Assignment
Keep each entry exactly as written when you repeat it, and skip the images.

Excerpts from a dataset
+--
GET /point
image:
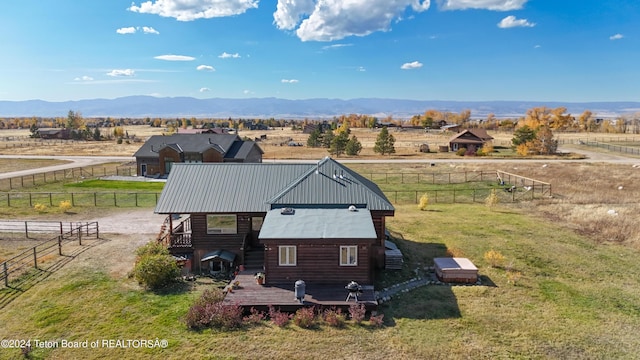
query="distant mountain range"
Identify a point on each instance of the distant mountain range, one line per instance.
(149, 106)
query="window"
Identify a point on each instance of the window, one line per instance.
(222, 224)
(348, 255)
(256, 223)
(287, 255)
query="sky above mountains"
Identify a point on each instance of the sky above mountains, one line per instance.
(474, 50)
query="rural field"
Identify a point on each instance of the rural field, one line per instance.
(568, 287)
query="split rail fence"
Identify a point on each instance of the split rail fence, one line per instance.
(21, 265)
(73, 174)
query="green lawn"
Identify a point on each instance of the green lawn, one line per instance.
(575, 299)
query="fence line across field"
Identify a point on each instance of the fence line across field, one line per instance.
(72, 174)
(34, 258)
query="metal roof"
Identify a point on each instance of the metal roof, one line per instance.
(318, 224)
(259, 187)
(189, 143)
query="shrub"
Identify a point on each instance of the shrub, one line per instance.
(216, 315)
(334, 317)
(357, 312)
(492, 200)
(255, 317)
(279, 318)
(424, 201)
(376, 320)
(209, 311)
(65, 205)
(513, 277)
(305, 318)
(494, 258)
(155, 267)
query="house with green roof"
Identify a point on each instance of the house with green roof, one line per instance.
(158, 154)
(321, 222)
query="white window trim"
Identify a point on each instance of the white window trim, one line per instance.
(222, 230)
(352, 250)
(285, 261)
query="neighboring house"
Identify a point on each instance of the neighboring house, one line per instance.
(54, 133)
(203, 131)
(475, 138)
(322, 223)
(159, 153)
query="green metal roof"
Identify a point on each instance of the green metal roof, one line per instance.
(249, 187)
(318, 224)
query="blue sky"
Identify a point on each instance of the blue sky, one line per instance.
(538, 50)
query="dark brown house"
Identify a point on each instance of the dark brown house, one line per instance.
(321, 222)
(475, 138)
(159, 153)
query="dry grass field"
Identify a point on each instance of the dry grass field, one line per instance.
(572, 249)
(407, 143)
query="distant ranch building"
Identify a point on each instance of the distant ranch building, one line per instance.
(159, 152)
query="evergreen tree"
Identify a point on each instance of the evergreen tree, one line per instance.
(315, 138)
(353, 146)
(339, 143)
(384, 143)
(327, 138)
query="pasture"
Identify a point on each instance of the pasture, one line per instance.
(576, 294)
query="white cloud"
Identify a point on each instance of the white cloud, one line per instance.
(328, 20)
(127, 30)
(174, 58)
(226, 55)
(133, 30)
(205, 68)
(189, 10)
(496, 5)
(121, 73)
(411, 65)
(511, 22)
(149, 30)
(335, 46)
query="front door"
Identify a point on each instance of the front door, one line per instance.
(256, 225)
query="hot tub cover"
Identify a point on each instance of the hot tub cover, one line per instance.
(219, 255)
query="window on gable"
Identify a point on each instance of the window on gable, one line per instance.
(222, 224)
(348, 255)
(287, 255)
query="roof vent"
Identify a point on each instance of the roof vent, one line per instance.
(287, 211)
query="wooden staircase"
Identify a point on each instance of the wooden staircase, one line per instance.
(254, 259)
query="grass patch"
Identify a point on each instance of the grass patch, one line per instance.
(97, 184)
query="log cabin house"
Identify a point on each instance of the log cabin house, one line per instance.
(158, 154)
(321, 222)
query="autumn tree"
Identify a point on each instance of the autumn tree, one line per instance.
(353, 146)
(75, 121)
(338, 144)
(384, 143)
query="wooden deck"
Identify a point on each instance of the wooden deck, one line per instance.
(282, 296)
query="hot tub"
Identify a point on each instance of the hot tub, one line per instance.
(460, 270)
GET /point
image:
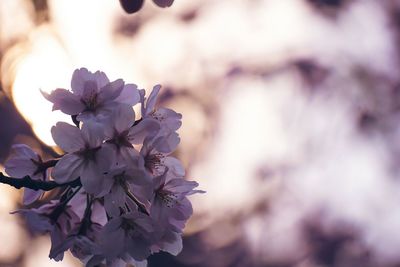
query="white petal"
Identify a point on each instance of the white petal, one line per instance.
(92, 133)
(79, 77)
(31, 196)
(129, 95)
(65, 101)
(151, 101)
(67, 137)
(67, 169)
(110, 91)
(92, 178)
(139, 132)
(123, 117)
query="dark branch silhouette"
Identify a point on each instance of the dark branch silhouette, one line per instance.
(28, 182)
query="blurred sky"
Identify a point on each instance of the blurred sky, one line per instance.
(290, 119)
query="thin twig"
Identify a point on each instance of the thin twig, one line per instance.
(28, 182)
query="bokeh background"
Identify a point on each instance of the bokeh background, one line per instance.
(291, 119)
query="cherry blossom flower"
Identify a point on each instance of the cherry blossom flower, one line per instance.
(82, 238)
(155, 153)
(170, 120)
(56, 218)
(170, 205)
(121, 132)
(93, 95)
(163, 3)
(130, 233)
(86, 157)
(24, 161)
(128, 204)
(122, 182)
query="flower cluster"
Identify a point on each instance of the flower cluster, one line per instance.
(121, 196)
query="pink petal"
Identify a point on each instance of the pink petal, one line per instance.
(31, 196)
(81, 76)
(68, 168)
(92, 178)
(67, 137)
(174, 166)
(20, 163)
(65, 101)
(151, 101)
(163, 3)
(92, 133)
(167, 144)
(173, 245)
(101, 78)
(129, 95)
(110, 91)
(123, 117)
(139, 132)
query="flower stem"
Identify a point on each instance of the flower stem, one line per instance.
(28, 182)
+--
Problem solution
GET /point
image:
query="distant mountain range"
Identify a point on each instance of the distant mountain range, one line per instance.
(149, 106)
query="window"
Identify a point on each instance of the window, one line per instance.
(222, 224)
(348, 255)
(256, 223)
(287, 255)
query="sky above mountains"
Identify a point on each instance of the sky above mountains, one line per instance.
(474, 50)
query="rural field"
Identify a point on each instance of the rural field, one line per instance.
(568, 287)
query="split rail fence"
Identify a point on each instance of the split rail fence, one line per instance.
(21, 265)
(73, 174)
query="green lawn"
Identify a point on each instance of the green lawn, one line per instance.
(575, 299)
query="fence line across field"
Identify a point on each instance of the fence line across field, one line per instance.
(72, 174)
(34, 258)
query="metal roof"
Identify a point on each instance of the metal roof, one line per instance.
(318, 224)
(259, 187)
(189, 143)
query="shrub"
Identify a point on each instance of the shrub, one line per instance.
(216, 315)
(334, 317)
(357, 312)
(492, 200)
(255, 317)
(279, 318)
(424, 201)
(376, 320)
(209, 311)
(65, 205)
(513, 277)
(305, 318)
(494, 258)
(155, 267)
query="house with green roof"
Identify a point on each instance of the house with green roof, one line per instance.
(158, 154)
(321, 222)
query="white window trim"
Identify a point on each instance of the white window trim, one line per instance.
(222, 230)
(352, 250)
(285, 261)
query="neighboring house"
Identify a point on each instance of the neighboring house, one line per instance.
(54, 133)
(203, 131)
(475, 138)
(322, 223)
(159, 153)
query="green metal roof"
Identify a point on each instance of the green metal roof, one line per instance.
(249, 187)
(318, 224)
query="blue sky"
Identify a point on each instance of the blue sky, one line per instance.
(538, 50)
query="dark brown house"
Identify a point on each instance of the dark brown house, one line per instance.
(321, 222)
(475, 138)
(159, 153)
query="dry grass field"
Identify a point on each instance of the dry grass field, one line per instance.
(572, 249)
(407, 143)
query="distant ranch building"
Identify a point on each instance of the distant ranch building, one line per instance.
(159, 152)
query="evergreen tree"
Identify a point on each instance of the evergreen tree, one line per instance.
(315, 138)
(353, 146)
(339, 143)
(384, 143)
(327, 138)
query="pasture"
Identify a point on each instance of the pasture, one line per instance.
(576, 294)
query="white cloud"
Identify a point on each instance of the white cloud, one line per instance.
(328, 20)
(127, 30)
(174, 58)
(226, 55)
(133, 30)
(205, 68)
(189, 10)
(496, 5)
(121, 73)
(411, 65)
(511, 22)
(149, 30)
(335, 46)
query="front door"
Identify a point on each instance of the front door, one line per instance.
(256, 225)
query="hot tub cover"
Identify a point on each instance of the hot tub cover, one line per instance.
(219, 255)
query="window on gable"
Identify a point on each instance of the window on gable, one line per instance.
(222, 224)
(348, 255)
(287, 255)
query="roof vent"
Identify a point on each instance of the roof vent, one line per instance.
(287, 211)
query="wooden staircase"
Identify a point on each instance of the wooden staircase, one line per instance.
(254, 259)
query="grass patch"
Identify a point on each instance of the grass patch, one line per instance.
(97, 184)
query="log cabin house"
Identify a point on each instance of the log cabin house, one line per instance.
(158, 154)
(321, 222)
query="autumn tree"
Identify a point on each instance of the autumn tree, one line per instance.
(353, 146)
(75, 121)
(338, 144)
(384, 143)
query="wooden deck"
Identify a point on each instance of the wooden deck, one line per instance.
(282, 296)
query="hot tub"
Identify a point on each instance of the hot tub, one line per instance.
(460, 270)
GET /point
image:
query="white petal"
Identify a point on each instance of the white petal, one line per instance.
(92, 133)
(79, 77)
(31, 196)
(129, 95)
(65, 101)
(151, 101)
(67, 137)
(67, 169)
(110, 91)
(92, 178)
(139, 132)
(123, 117)
query="dark branch silhouette"
Identify a point on each instance of the dark branch silhouette, one line per instance.
(28, 182)
query="blurred sky"
Identify a point on each instance of the blurred sky, one line per instance.
(290, 119)
query="thin twig"
Identify a point on each instance of the thin twig, one line per instance.
(28, 182)
query="bokeh background"
Identify a point on each instance of the bokeh background, one line per instance.
(291, 119)
query="cherry blossom flower"
Identify a point on each instance of the cherry blossom flower, one line per instance.
(82, 238)
(155, 153)
(170, 120)
(56, 218)
(170, 205)
(121, 132)
(93, 95)
(163, 3)
(130, 233)
(86, 157)
(24, 161)
(128, 204)
(122, 182)
query="flower cluster"
Identify a point on each instance of the flower cluster, one line per instance.
(121, 196)
query="pink petal"
Identify a point on each instance of the pink petal, one line per instance.
(31, 196)
(81, 76)
(68, 168)
(92, 178)
(67, 137)
(174, 166)
(20, 163)
(65, 101)
(151, 101)
(163, 3)
(92, 133)
(167, 144)
(173, 245)
(101, 78)
(129, 95)
(110, 91)
(123, 117)
(139, 132)
query="flower stem"
Identify a point on each instance of the flower stem, one line per instance.
(28, 182)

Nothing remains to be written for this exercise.